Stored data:

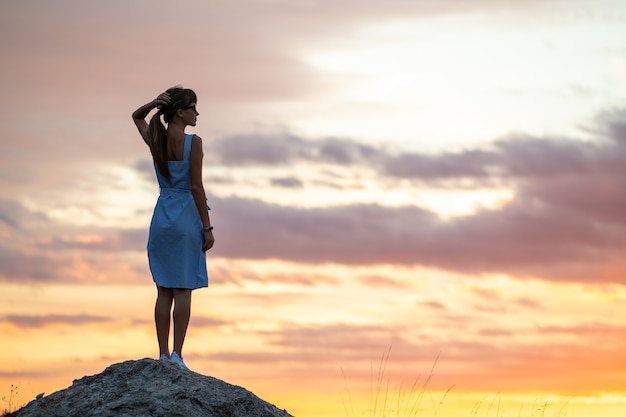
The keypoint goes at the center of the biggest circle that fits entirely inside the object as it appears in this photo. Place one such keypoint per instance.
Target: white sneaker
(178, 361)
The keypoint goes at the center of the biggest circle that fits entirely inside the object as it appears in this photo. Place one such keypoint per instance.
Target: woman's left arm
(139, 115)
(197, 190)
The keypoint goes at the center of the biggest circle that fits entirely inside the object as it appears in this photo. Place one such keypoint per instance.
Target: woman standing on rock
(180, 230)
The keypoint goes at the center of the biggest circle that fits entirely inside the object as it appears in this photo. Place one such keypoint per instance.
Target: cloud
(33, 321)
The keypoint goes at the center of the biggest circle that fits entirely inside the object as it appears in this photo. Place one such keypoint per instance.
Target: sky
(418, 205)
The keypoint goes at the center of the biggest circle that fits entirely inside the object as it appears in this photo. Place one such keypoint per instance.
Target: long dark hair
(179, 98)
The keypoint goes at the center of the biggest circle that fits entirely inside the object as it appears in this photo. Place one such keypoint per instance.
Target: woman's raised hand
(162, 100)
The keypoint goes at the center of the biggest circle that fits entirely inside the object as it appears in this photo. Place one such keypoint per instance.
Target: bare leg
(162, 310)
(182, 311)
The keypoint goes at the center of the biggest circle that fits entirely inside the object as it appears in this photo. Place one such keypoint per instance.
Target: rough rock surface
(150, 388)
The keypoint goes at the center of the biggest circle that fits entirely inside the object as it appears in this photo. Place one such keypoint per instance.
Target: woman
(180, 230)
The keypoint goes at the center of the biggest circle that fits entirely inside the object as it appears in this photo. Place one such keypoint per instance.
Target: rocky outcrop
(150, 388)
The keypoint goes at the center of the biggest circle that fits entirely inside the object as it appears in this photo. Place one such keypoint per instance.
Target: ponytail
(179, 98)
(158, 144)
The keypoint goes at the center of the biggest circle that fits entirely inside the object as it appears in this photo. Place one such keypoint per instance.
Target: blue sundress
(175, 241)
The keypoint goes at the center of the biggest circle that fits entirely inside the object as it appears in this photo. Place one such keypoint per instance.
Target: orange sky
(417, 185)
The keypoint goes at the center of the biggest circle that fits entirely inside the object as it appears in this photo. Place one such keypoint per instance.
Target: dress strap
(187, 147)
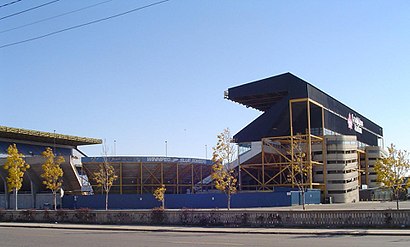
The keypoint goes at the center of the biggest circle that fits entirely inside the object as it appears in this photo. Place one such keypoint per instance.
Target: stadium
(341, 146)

--

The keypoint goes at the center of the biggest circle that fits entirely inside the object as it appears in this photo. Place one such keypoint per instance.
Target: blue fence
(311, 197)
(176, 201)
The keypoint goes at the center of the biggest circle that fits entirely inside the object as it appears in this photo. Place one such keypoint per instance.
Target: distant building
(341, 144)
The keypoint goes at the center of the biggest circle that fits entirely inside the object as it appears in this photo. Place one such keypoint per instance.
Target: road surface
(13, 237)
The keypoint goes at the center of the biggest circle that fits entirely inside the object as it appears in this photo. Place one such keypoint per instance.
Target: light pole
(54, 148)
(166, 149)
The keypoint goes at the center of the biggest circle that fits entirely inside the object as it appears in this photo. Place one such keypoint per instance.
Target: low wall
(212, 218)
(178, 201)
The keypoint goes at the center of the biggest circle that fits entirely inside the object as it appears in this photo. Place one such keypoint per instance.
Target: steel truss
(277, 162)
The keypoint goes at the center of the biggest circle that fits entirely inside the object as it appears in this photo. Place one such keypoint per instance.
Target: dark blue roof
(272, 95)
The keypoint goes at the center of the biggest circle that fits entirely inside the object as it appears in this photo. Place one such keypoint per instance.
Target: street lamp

* WHAT NEEDS TO BE DONE *
Retype the records above, but only those lines that fall between the line containing "Target: low wall" and the line containing "Target: street lamp", with both of those lines included, exactly as written.

* EXERCISE SOLUTION *
Target: low wall
(212, 218)
(178, 201)
The keypoint goes at the center of the biggest circle that fits entirely inside the object as it appears in this photo. Place one such keypoint per instance.
Target: steel truss
(277, 162)
The keypoint goes at the center of the biggest circle that fits entirely inside the object as it appears in this photo. Place one such keypoint per instance.
Target: dark blue roof
(272, 95)
The keypoint goes at the center of the biggest circle that fits entirely inside the object as it appears in this photo. Place one such keypoint per instance.
Target: street lamp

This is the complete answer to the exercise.